(SELEÇÃO)

◇ ◇ ◇ ◇ ◇

Que palavra seria esta que tem o poder de trazer os mortos de volta à vida?... Ele entra na casa onde há pranto e dor: “... a menina não morreu, mas dorme...”. A cidade está cercada pelos exércitos inimigos, mas ele toma todas as suas economias e compra um pedaço de terra... O corpo da esposa há muito deixou de experimentar os poderes da fertilidade, mas ele compra um bercinho...
O profeta, descobri, é aquele que arranca a etiqueta da morte. Ele anda na contramão do tempo. O normal é nascer, viver e morrer. É a regra geral da vida. Os poetas seguem esta mesma trilha de certezas. Para os profetas, no entanto, é o contrário: morrer, renascer e viver. Por isso não é fácil ser profeta. Há muitos que se autodenominam, é verdade. Mas não passam de poetas medíocres que compõem suas rasas canções com aquilo que todos gostam de ouvir. É necessário, portanto, considerar o que o profeta não é, pois quando conhecemos o contrário, fica fácil entender o correto.
O profeta não é um educador. O educador é aquele que ensina visando à compreensão. O profeta, ao contrário, busca a transformação. Para ele, compreender é pouco. Ele quer mudanças. O professor explica tudo com detalhes a fim de que não haja lugares escuros. Seu negócio é a claridade. O profeta, ao contrário, gosta da neblina. Ele fala mistérios. Enquanto o negócio do professor é o sol, o do profeta é o Vento! E este, sopra onde quer. Independe da vontade e dos conceitos humanos.

◇ ◇ ◇ ◇ ◇

(AMOSTRA DE DADOS)
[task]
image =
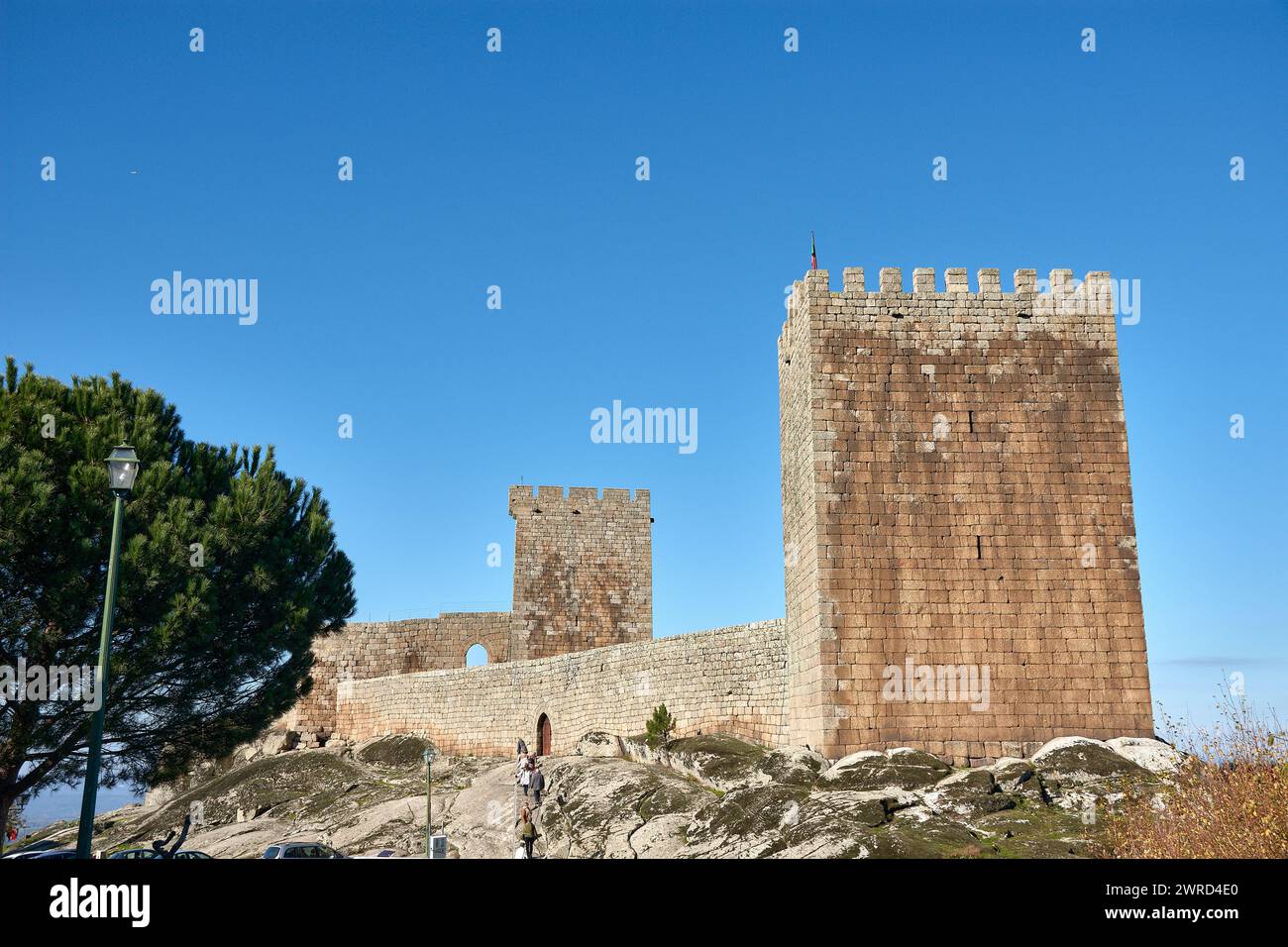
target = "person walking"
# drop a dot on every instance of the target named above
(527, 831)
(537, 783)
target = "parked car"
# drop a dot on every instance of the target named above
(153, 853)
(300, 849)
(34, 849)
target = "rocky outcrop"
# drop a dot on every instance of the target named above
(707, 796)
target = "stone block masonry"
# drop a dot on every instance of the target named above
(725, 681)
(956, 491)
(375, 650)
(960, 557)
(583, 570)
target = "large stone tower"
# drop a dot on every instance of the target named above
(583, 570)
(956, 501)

◇ ◇ ◇ ◇ ◇

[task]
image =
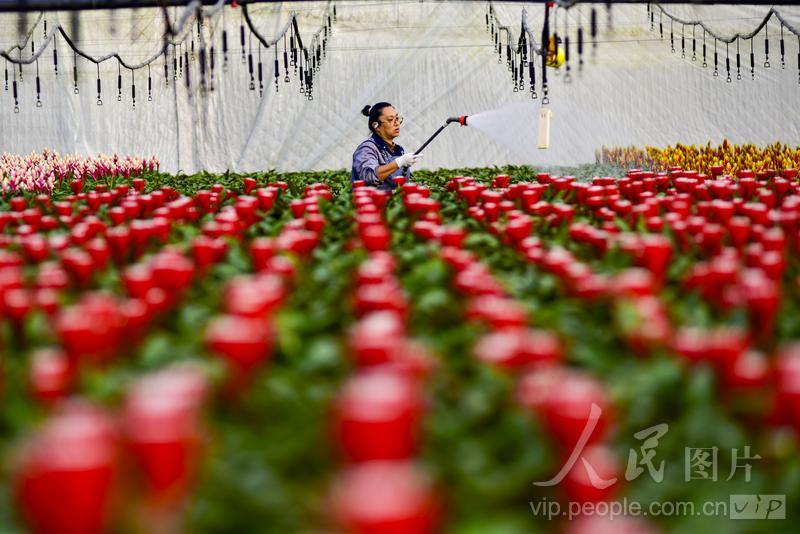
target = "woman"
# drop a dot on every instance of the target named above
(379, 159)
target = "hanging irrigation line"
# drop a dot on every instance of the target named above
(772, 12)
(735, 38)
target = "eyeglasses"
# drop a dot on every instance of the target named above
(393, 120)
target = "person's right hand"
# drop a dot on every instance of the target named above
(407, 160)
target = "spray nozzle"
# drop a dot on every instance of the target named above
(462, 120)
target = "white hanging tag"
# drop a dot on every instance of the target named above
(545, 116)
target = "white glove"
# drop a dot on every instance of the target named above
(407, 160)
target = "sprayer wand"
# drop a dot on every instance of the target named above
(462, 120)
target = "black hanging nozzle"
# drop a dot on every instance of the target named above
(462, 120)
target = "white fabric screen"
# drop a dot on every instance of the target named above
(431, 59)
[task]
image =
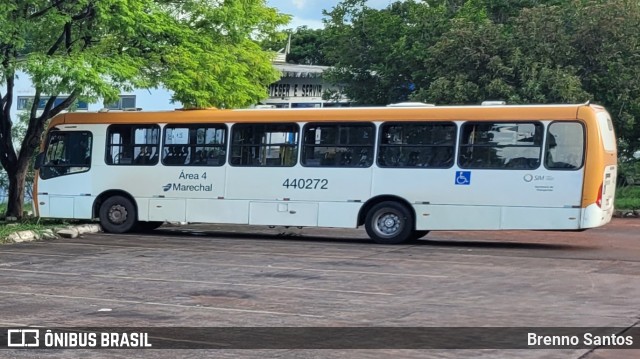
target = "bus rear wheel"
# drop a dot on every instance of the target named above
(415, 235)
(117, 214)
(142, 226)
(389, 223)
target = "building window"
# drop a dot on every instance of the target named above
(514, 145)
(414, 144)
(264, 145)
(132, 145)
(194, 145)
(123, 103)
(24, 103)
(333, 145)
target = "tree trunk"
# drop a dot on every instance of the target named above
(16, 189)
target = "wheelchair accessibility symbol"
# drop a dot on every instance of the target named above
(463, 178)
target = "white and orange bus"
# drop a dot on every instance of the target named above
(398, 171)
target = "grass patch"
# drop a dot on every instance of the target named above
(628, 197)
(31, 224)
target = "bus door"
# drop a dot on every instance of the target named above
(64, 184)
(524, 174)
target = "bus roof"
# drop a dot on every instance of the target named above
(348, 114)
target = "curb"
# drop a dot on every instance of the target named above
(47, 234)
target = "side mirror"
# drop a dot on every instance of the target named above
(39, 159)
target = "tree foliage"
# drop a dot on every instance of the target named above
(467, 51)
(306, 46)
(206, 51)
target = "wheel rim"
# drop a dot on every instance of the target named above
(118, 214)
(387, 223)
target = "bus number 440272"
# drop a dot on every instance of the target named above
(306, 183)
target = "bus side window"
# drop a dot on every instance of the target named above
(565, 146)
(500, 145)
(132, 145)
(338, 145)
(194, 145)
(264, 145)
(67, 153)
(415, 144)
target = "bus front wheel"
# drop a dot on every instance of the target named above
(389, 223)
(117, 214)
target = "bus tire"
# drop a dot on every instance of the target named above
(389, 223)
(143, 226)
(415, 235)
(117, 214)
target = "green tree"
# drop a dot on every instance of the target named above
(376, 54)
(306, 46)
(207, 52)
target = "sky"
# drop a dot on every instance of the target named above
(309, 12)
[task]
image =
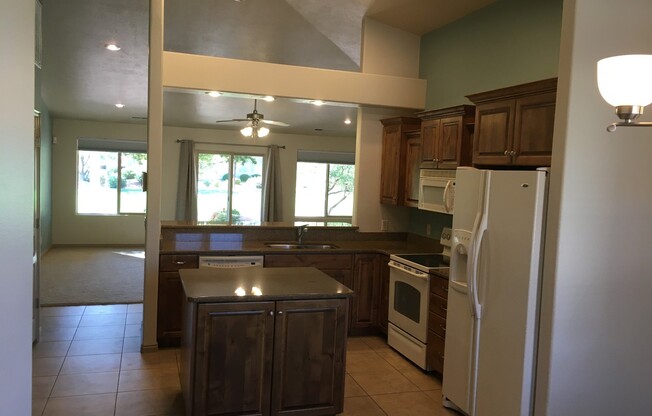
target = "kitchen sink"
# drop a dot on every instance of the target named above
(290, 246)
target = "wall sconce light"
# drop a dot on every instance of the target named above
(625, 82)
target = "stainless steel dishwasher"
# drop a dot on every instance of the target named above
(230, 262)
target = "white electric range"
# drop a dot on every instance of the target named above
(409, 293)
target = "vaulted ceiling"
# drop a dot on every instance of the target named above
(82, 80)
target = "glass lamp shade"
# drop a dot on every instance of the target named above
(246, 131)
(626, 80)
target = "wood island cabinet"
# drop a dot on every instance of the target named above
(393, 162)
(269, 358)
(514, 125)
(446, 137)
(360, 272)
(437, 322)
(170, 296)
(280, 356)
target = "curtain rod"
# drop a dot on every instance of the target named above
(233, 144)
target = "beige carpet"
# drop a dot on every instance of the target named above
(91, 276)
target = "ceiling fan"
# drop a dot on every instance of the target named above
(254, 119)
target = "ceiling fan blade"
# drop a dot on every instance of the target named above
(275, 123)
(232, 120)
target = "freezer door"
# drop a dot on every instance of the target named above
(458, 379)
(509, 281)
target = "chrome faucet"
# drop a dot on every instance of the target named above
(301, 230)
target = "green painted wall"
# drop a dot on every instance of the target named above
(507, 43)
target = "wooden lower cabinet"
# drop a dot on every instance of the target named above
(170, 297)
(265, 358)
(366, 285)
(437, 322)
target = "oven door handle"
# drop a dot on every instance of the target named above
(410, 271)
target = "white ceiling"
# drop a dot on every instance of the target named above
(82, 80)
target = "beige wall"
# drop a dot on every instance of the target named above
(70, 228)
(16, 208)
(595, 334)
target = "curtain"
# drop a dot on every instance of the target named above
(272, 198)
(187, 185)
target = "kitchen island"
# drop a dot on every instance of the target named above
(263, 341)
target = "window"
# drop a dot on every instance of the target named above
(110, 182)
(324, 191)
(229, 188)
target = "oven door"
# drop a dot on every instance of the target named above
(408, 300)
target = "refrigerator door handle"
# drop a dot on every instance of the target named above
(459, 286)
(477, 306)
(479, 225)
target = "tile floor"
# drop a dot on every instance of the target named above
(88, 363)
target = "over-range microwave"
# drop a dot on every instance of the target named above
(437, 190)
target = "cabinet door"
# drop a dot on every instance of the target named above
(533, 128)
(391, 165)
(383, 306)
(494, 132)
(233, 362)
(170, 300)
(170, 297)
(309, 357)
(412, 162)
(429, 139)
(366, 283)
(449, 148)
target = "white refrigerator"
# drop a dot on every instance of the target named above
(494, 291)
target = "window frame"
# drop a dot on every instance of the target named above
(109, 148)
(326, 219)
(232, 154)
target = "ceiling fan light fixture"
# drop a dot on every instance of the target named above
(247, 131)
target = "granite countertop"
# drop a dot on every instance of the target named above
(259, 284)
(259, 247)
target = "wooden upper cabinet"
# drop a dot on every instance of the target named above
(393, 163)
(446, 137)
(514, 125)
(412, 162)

◇ ◇ ◇ ◇ ◇

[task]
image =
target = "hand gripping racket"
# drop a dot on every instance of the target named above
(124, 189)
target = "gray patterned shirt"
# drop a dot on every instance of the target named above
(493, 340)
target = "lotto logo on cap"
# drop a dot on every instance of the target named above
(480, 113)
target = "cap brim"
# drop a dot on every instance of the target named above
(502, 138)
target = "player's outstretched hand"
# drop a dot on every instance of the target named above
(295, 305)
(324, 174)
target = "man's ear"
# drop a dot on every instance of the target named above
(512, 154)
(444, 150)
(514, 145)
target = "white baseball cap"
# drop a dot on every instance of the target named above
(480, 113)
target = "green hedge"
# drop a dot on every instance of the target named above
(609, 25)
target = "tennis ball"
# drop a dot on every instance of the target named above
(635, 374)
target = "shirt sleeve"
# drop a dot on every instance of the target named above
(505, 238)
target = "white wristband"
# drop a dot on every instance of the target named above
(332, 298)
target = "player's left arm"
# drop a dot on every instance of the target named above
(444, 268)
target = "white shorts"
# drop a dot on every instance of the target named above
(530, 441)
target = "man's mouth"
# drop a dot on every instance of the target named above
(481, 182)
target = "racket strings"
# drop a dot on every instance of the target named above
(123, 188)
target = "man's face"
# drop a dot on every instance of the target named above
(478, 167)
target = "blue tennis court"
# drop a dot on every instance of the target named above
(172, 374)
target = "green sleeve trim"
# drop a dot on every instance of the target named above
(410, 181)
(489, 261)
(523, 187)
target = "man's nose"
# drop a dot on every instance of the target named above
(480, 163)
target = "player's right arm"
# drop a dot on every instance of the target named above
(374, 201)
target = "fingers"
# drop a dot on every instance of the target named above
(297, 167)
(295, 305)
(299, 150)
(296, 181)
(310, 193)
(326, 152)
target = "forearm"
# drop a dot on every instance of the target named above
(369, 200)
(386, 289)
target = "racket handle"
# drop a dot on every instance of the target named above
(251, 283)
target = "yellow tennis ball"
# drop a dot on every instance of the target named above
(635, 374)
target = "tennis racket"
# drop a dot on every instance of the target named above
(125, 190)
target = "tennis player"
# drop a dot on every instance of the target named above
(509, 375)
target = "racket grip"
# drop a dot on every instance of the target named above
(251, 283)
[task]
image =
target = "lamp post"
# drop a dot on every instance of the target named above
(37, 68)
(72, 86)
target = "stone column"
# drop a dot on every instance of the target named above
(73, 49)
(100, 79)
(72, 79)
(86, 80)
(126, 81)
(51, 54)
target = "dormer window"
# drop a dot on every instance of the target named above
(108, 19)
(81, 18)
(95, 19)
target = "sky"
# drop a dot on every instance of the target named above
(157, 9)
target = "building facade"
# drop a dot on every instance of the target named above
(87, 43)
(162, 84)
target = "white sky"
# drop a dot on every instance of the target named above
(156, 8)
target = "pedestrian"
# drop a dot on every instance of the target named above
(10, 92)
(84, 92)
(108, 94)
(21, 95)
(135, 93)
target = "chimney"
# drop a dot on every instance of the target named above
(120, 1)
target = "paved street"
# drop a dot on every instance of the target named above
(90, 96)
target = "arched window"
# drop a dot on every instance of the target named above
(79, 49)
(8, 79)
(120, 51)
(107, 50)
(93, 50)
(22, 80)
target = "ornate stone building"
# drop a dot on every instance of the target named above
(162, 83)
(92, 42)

◇ ◇ ◇ ◇ ◇

(LISTA DE TAREFAS)
• a. Reproduza fielmente o trecho da seleção sobre o profeta que começa em "O profeta não é um" e termina em "dos conceitos humanos.".
• b. Na seleção sobre o profeta, qual é a sequência da vida para os profetas?

(TAREFAS RESOLVIDAS)
• a.
O profeta não é um educador. O educador é aquele que ensina visando à compreensão. O profeta, ao contrário, busca a transformação. Para ele, compreender é pouco. Ele quer mudanças. O professor explica tudo com detalhes a fim de que não haja lugares escuros. Seu negócio é a claridade. O profeta, ao contrário, gosta da neblina. Ele fala mistérios. Enquanto o negócio do professor é o sol, o do profeta é o Vento! E este, sopra onde quer. Independe da vontade e dos conceitos humanos.

• b. Morrer, renascer e viver.